PROBLEM TO SOLVE |
From the first line to the last, reproduce the records exactly as they appear below.

==============================

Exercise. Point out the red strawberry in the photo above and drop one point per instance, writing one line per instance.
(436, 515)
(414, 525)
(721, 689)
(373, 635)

==============================

SOLUTION FOR THIS EXERCISE |
Exercise. Point out the red strawberry in the photo above and drop one point per instance, writing one line per instance.
(436, 515)
(414, 525)
(721, 689)
(373, 635)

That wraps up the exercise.